Omit the images, then output each of the records below exactly.

——————

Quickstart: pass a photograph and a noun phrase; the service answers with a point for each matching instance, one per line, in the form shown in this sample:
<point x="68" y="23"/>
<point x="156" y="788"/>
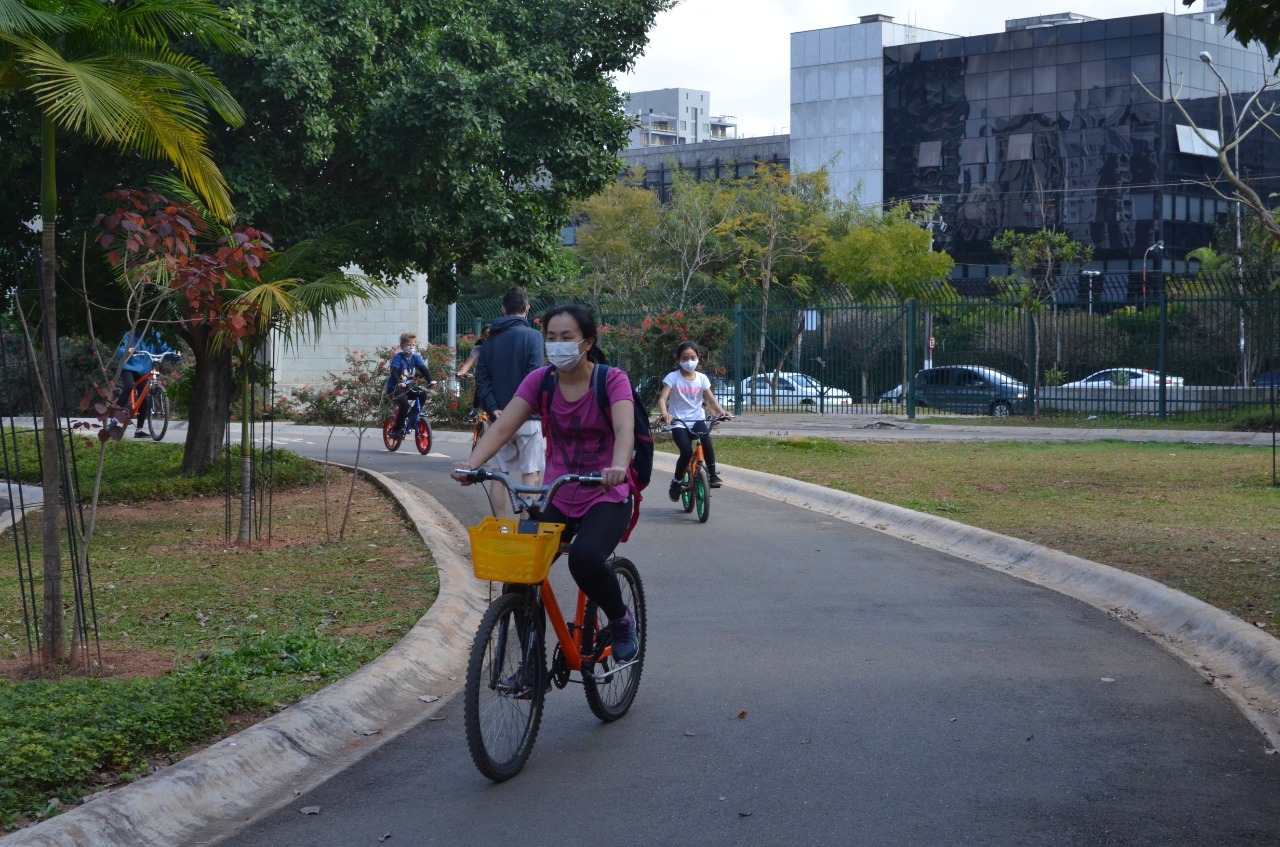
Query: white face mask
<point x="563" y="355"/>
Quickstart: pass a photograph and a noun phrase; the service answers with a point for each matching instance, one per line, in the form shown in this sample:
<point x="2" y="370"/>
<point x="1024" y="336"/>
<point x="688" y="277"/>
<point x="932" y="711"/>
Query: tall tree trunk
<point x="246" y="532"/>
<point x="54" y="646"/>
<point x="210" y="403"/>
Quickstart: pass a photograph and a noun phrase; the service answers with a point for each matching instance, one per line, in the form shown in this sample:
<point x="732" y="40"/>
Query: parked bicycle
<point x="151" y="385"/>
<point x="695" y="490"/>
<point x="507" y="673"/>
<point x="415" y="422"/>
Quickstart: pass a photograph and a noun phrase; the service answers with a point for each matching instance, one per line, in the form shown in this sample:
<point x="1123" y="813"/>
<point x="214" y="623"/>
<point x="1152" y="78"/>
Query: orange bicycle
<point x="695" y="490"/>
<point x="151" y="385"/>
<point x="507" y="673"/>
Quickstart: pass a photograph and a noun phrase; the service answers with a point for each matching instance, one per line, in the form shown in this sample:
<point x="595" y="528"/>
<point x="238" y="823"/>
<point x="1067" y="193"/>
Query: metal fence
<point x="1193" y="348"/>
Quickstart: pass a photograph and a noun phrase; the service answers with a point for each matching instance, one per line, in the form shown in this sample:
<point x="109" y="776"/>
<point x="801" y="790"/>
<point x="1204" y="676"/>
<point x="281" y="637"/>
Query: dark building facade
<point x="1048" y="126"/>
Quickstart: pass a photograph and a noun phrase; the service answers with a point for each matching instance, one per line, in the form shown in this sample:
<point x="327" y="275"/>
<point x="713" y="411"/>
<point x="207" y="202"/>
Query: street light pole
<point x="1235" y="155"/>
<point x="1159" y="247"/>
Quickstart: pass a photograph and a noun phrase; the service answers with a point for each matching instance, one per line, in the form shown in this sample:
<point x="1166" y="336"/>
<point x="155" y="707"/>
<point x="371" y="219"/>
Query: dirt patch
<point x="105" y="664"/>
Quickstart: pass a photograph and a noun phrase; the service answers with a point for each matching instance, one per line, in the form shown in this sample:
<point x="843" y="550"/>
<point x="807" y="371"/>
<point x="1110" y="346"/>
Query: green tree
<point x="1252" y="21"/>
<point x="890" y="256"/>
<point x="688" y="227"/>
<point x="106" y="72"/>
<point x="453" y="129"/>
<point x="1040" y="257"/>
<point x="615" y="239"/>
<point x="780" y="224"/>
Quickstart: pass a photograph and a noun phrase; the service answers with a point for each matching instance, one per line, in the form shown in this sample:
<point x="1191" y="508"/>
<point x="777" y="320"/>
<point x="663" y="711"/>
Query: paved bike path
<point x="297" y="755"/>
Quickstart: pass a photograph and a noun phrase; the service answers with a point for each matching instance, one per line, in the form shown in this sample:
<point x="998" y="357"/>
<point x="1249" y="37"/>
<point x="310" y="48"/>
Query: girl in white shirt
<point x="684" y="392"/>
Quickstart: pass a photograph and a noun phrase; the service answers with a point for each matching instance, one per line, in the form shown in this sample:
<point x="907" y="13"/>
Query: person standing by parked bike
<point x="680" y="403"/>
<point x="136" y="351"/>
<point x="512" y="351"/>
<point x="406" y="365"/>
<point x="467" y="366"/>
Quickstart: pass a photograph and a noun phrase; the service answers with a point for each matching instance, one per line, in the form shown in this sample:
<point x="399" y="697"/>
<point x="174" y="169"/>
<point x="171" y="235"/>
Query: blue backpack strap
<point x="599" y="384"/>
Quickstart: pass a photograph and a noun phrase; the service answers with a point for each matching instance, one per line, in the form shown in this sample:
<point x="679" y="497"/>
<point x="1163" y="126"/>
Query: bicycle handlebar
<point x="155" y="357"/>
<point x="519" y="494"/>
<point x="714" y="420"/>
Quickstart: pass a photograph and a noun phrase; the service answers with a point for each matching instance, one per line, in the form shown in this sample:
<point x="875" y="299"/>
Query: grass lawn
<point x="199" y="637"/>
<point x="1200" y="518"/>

——————

- _Reply_
Quickstart: pass a photograph and a noun phrase; the service answers with a point for each matching instance, one per line, in the form shown in this sample:
<point x="68" y="23"/>
<point x="156" y="788"/>
Query: white face mask
<point x="563" y="355"/>
Quickstart: pass a photograph and a noun phrase; the service answers with a point for each matching instance, one per line, in the form shown in this sample:
<point x="2" y="370"/>
<point x="1024" y="336"/>
<point x="688" y="277"/>
<point x="932" y="711"/>
Query: tall tree trunk
<point x="246" y="532"/>
<point x="54" y="646"/>
<point x="210" y="403"/>
Quickstart: pass a photograph and a noun phrase; the service answers with a point for each matching instance, one per line, in the form shown in this sample:
<point x="732" y="40"/>
Query: parked bicycle
<point x="151" y="385"/>
<point x="695" y="490"/>
<point x="507" y="673"/>
<point x="415" y="422"/>
Quickstart: pass a photograph and a noun phrase; the service answers with a point for each matching instance, one per line, in the form shown in this sample:
<point x="1123" y="813"/>
<point x="214" y="623"/>
<point x="1152" y="78"/>
Query: orange bicycle
<point x="695" y="490"/>
<point x="151" y="385"/>
<point x="507" y="673"/>
Quickstart: pass a photograph and a noun phrase; the service answers with a point for each matching instance, one per line, in the form shown in this sample:
<point x="595" y="528"/>
<point x="238" y="823"/>
<point x="1067" y="193"/>
Query: metal fence
<point x="1193" y="348"/>
Quickstart: pass a photograph and a noun phrase; the service answers with a point for each matching instance, one per line, in the form shown in this sample:
<point x="109" y="776"/>
<point x="801" y="790"/>
<point x="1204" y="676"/>
<point x="281" y="637"/>
Query: dark building facade
<point x="1048" y="126"/>
Quickstart: pass a photograph and a noun phrase; the service answers with a point for each matching instance, one per line, in the form shown in this sample:
<point x="327" y="275"/>
<point x="713" y="411"/>
<point x="207" y="202"/>
Query: street light pole
<point x="1235" y="155"/>
<point x="1159" y="247"/>
Quickstart: pass a photograph and a noun phrase; the service answers with a point for each matching instance, one per line, in the form shown in this sample:
<point x="1166" y="336"/>
<point x="155" y="707"/>
<point x="371" y="219"/>
Query: dirt patch
<point x="105" y="664"/>
Quickstart: pass a photograph and a noun phrase; the service answers with a point for each matching instance, one per line, in the form shown in this sample:
<point x="843" y="550"/>
<point x="807" y="371"/>
<point x="1110" y="346"/>
Query: green tree
<point x="1252" y="21"/>
<point x="890" y="256"/>
<point x="688" y="227"/>
<point x="106" y="72"/>
<point x="453" y="129"/>
<point x="1040" y="257"/>
<point x="615" y="239"/>
<point x="780" y="224"/>
Quickstart: pass a photograph and a noun phrase; the service answers with a point for each matching instance, one per line, in the form shown in this sample:
<point x="1191" y="508"/>
<point x="777" y="320"/>
<point x="663" y="711"/>
Query: paved bike path
<point x="297" y="755"/>
Quickstart: pass a photograph and a noun phrase; the service answers with a point for each matching instance, one per line, in the form shown in this sample:
<point x="998" y="357"/>
<point x="1249" y="37"/>
<point x="310" y="48"/>
Query: girl in white shirt
<point x="684" y="392"/>
Quickstart: pass a photograph and a noun phrase; the service answers with a point for each matching instance, one per line, in the form shown in this sample:
<point x="907" y="13"/>
Query: person standing by parked bike
<point x="680" y="403"/>
<point x="136" y="351"/>
<point x="512" y="351"/>
<point x="406" y="365"/>
<point x="467" y="366"/>
Quickstart: pass a photograph and a noun phrase; the service answers with a point for each matching instance, one per line, in the form shown in this sample:
<point x="399" y="697"/>
<point x="174" y="169"/>
<point x="171" y="235"/>
Query: blue backpack strap
<point x="599" y="384"/>
Quickstart: pass a photograph and a noun phrase; the service answers with a point for each matching instance, one per line, in the form shown in this sample:
<point x="679" y="497"/>
<point x="1163" y="126"/>
Query: bicycle handlebar
<point x="155" y="357"/>
<point x="519" y="494"/>
<point x="714" y="420"/>
Quickstart: pass a photograph and a noun phrase; the service answers with a point for each matching instance, one per line, in the form shown in this sample:
<point x="875" y="299"/>
Query: grass lawn
<point x="199" y="637"/>
<point x="1200" y="518"/>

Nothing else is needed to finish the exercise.